_WHAT THIS EXERCISE ASKS_.
• A. From the polytope-counting passage, output the part that opens with the words containing "Since \(L(Q_N,t)\) counts" and closes with "divisors \(\le N\).", copied word for word.
• B. Using the polytope-counting passage, mark each statement yes or no and quote the deciding words: (i) The points counted by L(Q_N,t) lie in a dilated polytope. (ii) The sum of the coordinates corresponds to Ω(n). (iii) The condition on π̂(n) restricts attention to numbers whose prime divisors are all greater than N.

Since \(L(Q_N,t)\) counts the points \(\psi(n)=(x_1,\cdots,x_d)\) in the dilated polytope \(t Q_N\) and those points have coordinates \(\ge 0\) with \(x_1+\cdots+x_d \le t\), we conclude that, by observing that the sum of the coordinates correspond to \(\Omega(n) := \sum_{p|n} v_p(n)\):
\[L(Q_N,t) = |\{\psi(n) : \Omega(n) \le t , \hat{\pi}(n) \subset \hat{\pi}(N!), 1 \le n \le p_{\pi(N)}^t\}|\]
The condition \(\hat{\pi}(n) \subset \hat{\pi}(N!)\) is for making sure we look at those numbers which have only prime divisors \(\le N\).

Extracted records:
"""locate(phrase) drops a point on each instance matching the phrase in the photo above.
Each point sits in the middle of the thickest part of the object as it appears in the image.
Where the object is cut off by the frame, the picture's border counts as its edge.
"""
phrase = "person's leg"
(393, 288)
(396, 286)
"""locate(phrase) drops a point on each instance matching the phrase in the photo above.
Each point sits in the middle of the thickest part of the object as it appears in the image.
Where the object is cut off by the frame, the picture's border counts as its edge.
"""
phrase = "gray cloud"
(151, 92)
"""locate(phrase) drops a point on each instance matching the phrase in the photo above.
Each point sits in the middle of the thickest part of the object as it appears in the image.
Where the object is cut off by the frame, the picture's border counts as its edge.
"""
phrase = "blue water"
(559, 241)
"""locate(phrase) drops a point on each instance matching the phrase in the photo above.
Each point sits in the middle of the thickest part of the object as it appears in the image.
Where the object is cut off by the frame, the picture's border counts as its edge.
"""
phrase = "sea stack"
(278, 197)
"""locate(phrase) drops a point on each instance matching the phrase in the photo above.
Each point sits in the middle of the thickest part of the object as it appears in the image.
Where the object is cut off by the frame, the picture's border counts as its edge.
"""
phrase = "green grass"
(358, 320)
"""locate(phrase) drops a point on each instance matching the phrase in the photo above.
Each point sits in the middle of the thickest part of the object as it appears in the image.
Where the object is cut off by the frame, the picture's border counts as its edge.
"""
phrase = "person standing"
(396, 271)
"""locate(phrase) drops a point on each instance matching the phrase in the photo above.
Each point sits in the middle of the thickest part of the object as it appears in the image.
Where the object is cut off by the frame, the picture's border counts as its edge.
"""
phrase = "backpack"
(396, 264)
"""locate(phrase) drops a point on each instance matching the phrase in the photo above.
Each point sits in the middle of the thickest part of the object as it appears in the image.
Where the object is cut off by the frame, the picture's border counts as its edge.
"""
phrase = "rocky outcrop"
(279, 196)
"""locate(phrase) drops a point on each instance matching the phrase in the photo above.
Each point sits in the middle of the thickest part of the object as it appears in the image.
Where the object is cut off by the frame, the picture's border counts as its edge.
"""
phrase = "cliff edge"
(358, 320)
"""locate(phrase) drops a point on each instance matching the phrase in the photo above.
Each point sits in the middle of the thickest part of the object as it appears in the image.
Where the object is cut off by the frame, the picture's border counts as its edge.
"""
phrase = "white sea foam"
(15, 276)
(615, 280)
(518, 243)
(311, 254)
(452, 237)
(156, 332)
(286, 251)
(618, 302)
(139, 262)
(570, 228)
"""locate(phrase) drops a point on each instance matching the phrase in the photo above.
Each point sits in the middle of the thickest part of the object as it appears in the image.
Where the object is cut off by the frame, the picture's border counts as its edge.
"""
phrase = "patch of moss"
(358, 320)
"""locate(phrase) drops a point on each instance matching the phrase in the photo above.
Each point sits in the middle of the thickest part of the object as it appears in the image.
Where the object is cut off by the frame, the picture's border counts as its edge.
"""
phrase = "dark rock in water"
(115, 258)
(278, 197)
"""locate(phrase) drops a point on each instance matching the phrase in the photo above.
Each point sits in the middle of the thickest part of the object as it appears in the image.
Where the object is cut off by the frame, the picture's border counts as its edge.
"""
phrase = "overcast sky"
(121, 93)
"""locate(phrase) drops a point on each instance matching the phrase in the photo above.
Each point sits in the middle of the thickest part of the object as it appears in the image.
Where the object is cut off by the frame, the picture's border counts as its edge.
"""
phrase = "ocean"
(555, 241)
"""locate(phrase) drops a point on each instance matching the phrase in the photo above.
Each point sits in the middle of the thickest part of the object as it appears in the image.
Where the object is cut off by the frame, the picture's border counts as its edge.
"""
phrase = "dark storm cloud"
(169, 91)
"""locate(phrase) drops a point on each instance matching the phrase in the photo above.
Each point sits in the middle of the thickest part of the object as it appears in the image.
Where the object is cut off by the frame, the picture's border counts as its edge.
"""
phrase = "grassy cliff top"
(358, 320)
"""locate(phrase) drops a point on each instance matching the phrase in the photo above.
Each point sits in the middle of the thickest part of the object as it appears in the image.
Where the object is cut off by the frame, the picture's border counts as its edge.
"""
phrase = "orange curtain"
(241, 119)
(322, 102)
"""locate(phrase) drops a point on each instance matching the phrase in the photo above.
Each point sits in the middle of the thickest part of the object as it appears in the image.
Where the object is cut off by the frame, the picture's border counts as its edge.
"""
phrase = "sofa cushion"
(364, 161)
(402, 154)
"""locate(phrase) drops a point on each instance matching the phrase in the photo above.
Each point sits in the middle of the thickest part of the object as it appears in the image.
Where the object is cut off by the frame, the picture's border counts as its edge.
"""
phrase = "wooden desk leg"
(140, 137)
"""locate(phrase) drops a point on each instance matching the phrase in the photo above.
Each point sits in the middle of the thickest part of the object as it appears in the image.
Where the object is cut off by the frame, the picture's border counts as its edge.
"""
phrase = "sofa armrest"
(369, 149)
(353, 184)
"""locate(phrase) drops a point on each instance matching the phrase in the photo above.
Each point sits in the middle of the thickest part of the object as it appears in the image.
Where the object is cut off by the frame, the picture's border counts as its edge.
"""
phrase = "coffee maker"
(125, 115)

_EXPECTED RESULTS_.
• A.
Since \(L(Q_N,t)\) counts the points \(\psi(n)=(x_1,\cdots,x_d)\) in the dilated polytope \(t Q_N\) and those points have coordinates \(\ge 0\) with \(x_1+\cdots+x_d \le t\), we conclude that, by observing that the sum of the coordinates correspond to \(\Omega(n) := \sum_{p|n} v_p(n)\):
\[L(Q_N,t) = |\{\psi(n) : \Omega(n) \le t , \hat{\pi}(n) \subset \hat{\pi}(N!), 1 \le n \le p_{\pi(N)}^t\}|\]
The condition \(\hat{\pi}(n) \subset \hat{\pi}(N!)\) is for making sure we look at those numbers which have only prime divisors \(\le N\).

• B.
(i) Yes: "counts the points \(\psi(n)=(x_1,\cdots,x_d)\) in the dilated polytope"
(ii) Yes: "the sum of the coordinates correspond to \(\Omega(n)"
(iii) No: "those numbers which have only prime divisors \(\le N\)"